**Exercise prompt**: Reproduce the bus interface setup instructions below word for word, in full.

**Provided passage**:
= = = =

The rest of the parameters retain the default settings.
Figure 7: BusArbiter Parameters
- Add two BusInterfaces from HardwareDevices.
The BusInterface receives/sends data
traffic from/to master/slave device based on the arbitration algorithm
defined in Bus Arbiter.
- In the second BusInterface, change the “Port_Name_1”
parameter to
“Port_Name_3” and the “Port_Name_2” parameter to “Port_Name_4”. Make
sure the Port Numbers are in order. If you add the Device names
into the Bus_Arbiter field for Attached_Devices, the port number and
the name order in the array must match.
The rest of the parameters retain the default settings. The first BusInterface retains all the default parameter settings.
Figure 8: BusInterface 2 Parameters
- Now Instantiate Cache block from ProcessorGenerator > Cache. Connect Cache block to right side of the BusInterface block.
- Configure Cache Block as below.
Figure 9: Cache Parameters
- Instantiate a RAM Block from Memory > RAM. Connect this block to right side of BusInterface2 block. Configure the block as below.
Figure 10: RAM Parameters
- Now, instantiate two DeviceInterface blocks from HardwareSetup > DeviceInterface. Double click on the block and configure as below.
Figure 11: DeviceInterface Parameters
Please note that for the second DeviceInterface block IO_Name must be set to CPU2.

= = = =

**Entries**:
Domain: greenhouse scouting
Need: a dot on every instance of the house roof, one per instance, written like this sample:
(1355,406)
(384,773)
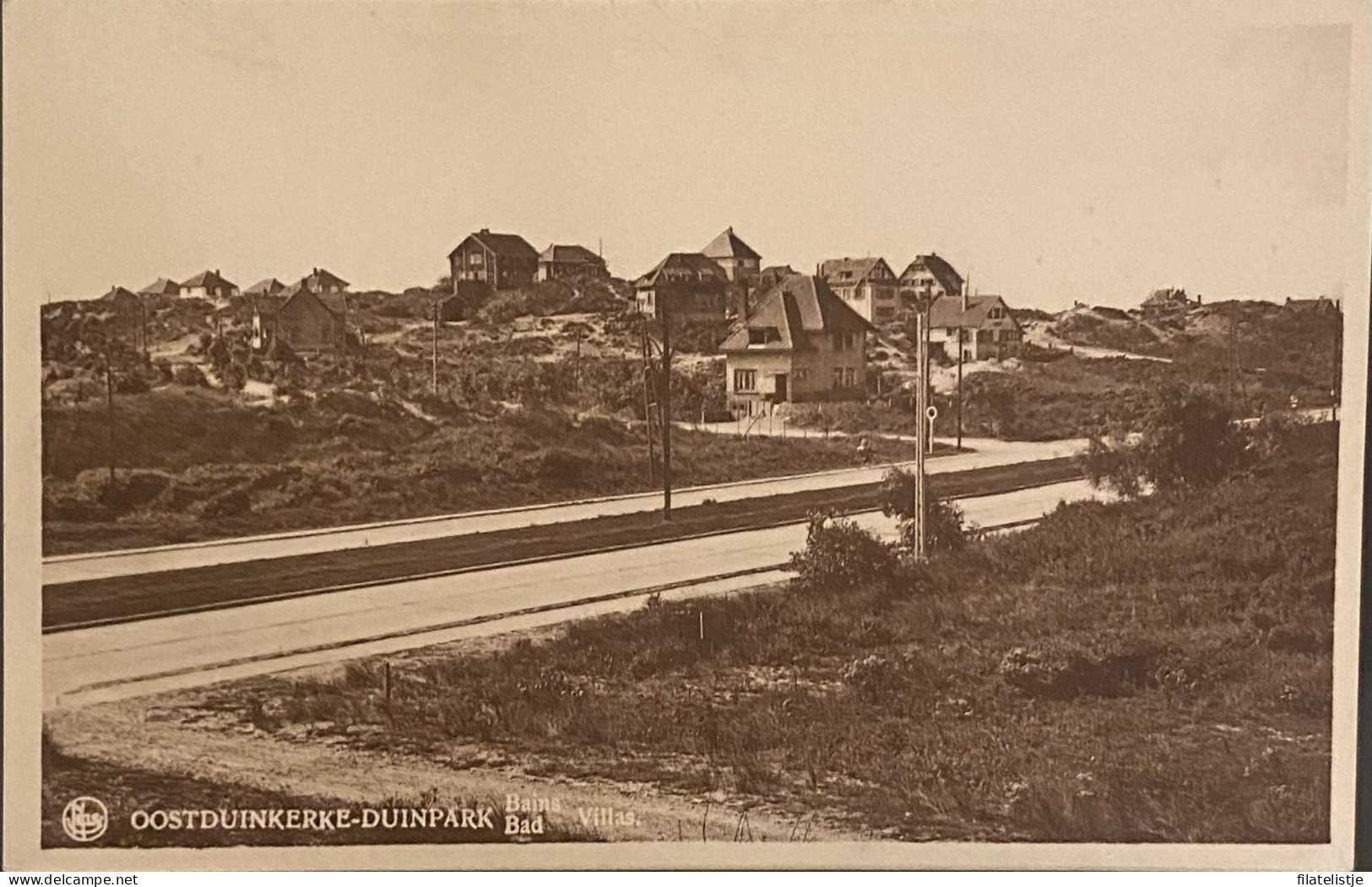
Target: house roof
(507,245)
(729,245)
(946,312)
(799,305)
(856,268)
(120,294)
(335,302)
(208,279)
(160,287)
(940,268)
(773,275)
(697,263)
(265,287)
(570,253)
(324,279)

= = = =

**Written response**:
The rest of the parameters retain the default settings.
Figure 7: BusArbiter Parameters
- Add two BusInterfaces from HardwareDevices.
The BusInterface receives/sends data
traffic from/to master/slave device based on the arbitration algorithm
defined in Bus Arbiter.
- In the second BusInterface, change the “Port_Name_1”
parameter to
“Port_Name_3” and the “Port_Name_2” parameter to “Port_Name_4”. Make
sure the Port Numbers are in order. If you add the Device names
into the Bus_Arbiter field for Attached_Devices, the port number and
the name order in the array must match.
The rest of the parameters retain the default settings. The first BusInterface retains all the default parameter settings.
Figure 8: BusInterface 2 Parameters
- Now Instantiate Cache block from ProcessorGenerator > Cache. Connect Cache block to right side of the BusInterface block.
- Configure Cache Block as below.
Figure 9: Cache Parameters
- Instantiate a RAM Block from Memory > RAM. Connect this block to right side of BusInterface2 block. Configure the block as below.
Figure 10: RAM Parameters
- Now, instantiate two DeviceInterface blocks from HardwareSetup > DeviceInterface. Double click on the block and configure as below.
Figure 11: DeviceInterface Parameters
Please note that for the second DeviceInterface block IO_Name must be set to CPU2.